:: What to produce ::
Give the records from the line containing "Can you help me out? I need the tower lattice" through the end of the records, both ends included, as a two-column CSV with the columns text and answer, one row for each text and its answer. Put each value in its own quoted field, with line breaks turned into spaces.
>> start
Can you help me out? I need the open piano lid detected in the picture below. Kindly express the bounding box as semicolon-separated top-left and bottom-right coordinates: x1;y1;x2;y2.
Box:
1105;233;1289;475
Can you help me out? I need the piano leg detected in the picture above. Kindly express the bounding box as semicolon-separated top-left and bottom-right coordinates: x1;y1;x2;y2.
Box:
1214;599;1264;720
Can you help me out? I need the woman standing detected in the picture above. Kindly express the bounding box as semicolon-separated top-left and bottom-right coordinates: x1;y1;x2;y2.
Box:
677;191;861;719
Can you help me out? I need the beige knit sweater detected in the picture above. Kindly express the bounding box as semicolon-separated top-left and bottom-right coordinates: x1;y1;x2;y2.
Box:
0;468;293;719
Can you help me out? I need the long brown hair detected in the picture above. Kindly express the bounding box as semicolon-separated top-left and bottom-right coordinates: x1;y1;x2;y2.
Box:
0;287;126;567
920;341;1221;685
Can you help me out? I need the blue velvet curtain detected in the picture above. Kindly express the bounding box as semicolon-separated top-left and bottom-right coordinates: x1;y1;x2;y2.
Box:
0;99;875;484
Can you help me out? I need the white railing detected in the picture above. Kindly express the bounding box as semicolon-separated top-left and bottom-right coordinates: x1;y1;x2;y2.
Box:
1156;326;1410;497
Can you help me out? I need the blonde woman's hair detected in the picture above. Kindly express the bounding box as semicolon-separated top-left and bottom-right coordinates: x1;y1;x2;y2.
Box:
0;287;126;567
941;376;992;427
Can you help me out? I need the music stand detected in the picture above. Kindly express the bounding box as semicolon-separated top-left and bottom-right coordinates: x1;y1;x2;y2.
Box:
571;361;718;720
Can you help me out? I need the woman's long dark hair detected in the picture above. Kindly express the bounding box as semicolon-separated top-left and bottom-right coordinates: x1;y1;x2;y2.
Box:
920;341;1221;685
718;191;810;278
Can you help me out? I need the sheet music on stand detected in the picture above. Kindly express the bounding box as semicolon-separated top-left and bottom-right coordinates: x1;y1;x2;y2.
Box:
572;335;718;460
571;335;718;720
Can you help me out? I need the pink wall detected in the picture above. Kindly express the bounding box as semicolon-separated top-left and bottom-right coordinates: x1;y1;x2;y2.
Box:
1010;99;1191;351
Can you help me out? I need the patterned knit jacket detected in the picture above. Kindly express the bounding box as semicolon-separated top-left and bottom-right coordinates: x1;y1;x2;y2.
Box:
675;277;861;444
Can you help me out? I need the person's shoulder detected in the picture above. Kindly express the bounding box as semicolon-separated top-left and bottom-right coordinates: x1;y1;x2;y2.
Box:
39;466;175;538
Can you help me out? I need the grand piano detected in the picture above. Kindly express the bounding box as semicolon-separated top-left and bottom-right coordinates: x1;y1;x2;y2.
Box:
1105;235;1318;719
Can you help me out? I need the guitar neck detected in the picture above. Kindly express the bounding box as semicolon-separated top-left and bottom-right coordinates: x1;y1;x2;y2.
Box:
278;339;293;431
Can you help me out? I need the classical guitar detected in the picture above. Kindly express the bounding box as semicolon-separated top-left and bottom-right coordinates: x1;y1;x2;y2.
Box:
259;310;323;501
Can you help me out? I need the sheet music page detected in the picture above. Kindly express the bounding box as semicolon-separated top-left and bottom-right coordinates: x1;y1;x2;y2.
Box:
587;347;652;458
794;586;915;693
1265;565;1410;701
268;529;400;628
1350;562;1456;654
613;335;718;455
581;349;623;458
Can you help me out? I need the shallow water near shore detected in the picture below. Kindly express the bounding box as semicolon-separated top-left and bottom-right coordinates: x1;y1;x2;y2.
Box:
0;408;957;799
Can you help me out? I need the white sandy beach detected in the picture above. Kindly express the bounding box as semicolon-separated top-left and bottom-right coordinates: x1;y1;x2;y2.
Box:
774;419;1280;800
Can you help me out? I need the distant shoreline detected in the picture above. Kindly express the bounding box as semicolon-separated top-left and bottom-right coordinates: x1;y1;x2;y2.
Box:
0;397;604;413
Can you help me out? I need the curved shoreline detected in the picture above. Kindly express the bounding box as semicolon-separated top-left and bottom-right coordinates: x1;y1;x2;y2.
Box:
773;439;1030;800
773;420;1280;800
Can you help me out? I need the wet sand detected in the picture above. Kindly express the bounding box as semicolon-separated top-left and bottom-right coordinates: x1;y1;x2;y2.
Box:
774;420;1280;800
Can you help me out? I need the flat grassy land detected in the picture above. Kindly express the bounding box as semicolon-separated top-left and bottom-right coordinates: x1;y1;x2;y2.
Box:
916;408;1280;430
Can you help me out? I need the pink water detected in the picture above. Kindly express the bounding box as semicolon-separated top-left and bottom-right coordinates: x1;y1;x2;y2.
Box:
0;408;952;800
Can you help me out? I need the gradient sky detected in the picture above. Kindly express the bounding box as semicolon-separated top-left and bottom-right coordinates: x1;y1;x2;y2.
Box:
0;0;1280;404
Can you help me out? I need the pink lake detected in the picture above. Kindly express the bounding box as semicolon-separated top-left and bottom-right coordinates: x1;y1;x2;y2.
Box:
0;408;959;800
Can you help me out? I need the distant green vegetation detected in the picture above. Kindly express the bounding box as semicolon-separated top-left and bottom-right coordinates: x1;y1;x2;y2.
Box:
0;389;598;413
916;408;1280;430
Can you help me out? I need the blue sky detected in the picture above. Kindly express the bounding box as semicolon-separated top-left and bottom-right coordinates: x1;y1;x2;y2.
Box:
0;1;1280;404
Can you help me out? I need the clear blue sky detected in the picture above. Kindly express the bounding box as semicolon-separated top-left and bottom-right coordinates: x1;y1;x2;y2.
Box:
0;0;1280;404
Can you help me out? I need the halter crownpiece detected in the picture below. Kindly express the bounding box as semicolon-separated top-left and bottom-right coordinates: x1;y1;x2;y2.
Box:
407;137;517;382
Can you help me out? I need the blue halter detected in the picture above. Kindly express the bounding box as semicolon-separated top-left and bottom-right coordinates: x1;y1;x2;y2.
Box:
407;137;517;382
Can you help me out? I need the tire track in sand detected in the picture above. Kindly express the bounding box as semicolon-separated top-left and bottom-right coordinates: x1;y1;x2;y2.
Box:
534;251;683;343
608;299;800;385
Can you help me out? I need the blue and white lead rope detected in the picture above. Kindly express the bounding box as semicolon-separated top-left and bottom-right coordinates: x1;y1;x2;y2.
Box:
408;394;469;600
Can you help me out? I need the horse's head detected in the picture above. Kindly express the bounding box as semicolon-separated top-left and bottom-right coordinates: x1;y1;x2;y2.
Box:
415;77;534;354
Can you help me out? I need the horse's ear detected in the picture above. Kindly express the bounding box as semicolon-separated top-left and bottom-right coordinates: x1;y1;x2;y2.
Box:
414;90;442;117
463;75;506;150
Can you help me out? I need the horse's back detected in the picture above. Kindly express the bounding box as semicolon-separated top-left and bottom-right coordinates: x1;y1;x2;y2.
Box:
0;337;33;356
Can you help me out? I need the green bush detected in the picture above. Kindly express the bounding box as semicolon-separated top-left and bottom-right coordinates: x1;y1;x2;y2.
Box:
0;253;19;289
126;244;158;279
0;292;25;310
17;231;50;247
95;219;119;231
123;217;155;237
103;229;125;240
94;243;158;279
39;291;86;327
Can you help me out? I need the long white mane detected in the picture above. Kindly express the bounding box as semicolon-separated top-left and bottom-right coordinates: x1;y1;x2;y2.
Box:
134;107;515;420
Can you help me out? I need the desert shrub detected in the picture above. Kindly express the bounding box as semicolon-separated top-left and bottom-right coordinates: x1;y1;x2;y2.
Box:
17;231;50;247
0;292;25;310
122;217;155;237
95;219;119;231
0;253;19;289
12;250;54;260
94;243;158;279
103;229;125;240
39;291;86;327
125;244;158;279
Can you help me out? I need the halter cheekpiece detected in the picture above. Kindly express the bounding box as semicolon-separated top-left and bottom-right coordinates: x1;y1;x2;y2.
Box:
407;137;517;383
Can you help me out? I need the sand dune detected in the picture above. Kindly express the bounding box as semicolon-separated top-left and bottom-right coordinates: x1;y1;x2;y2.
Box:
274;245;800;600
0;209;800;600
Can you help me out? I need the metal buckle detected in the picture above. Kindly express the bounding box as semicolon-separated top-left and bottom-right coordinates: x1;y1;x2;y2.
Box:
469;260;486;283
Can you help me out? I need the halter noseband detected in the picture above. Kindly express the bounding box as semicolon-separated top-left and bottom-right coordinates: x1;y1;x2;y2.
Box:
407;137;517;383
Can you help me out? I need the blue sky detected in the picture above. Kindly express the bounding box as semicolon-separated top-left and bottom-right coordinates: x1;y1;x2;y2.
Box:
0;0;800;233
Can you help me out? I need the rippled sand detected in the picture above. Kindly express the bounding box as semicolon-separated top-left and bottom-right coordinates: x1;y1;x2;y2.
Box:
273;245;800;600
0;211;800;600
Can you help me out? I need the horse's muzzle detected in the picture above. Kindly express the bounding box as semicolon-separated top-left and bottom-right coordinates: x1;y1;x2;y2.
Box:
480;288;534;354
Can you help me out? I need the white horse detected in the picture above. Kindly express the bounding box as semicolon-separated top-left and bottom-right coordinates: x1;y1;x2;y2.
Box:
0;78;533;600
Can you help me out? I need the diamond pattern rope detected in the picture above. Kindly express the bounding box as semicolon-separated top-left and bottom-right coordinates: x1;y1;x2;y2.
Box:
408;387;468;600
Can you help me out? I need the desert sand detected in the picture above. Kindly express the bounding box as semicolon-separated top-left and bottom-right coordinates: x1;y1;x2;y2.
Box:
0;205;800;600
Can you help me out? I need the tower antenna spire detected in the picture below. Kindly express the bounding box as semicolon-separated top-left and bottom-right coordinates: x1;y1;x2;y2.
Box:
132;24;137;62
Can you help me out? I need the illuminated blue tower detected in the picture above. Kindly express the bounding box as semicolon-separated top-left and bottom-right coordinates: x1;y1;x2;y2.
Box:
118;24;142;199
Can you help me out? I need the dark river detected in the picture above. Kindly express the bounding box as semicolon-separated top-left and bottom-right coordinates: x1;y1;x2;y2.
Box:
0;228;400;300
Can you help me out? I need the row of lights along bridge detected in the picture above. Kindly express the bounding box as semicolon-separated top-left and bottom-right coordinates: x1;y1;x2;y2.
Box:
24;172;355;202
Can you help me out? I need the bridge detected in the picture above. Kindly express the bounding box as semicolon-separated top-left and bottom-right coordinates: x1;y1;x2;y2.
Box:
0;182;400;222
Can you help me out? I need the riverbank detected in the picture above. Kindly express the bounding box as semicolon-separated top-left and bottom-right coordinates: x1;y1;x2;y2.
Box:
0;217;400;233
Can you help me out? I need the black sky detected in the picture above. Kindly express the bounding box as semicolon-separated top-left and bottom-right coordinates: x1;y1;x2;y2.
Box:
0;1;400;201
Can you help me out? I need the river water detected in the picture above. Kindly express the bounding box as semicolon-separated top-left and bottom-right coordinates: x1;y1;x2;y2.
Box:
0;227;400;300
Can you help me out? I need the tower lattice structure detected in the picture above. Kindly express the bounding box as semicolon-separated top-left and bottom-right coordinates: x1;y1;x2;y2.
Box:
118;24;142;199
>> end
:: Response to this task ::
text,answer
"Can you help me out? I need the tower lattice structure detected in the picture above. Kindly express the bounding box as semicolon-separated top-left and bottom-right coordinates: x1;y1;x2;y2. Box:","118;24;142;199"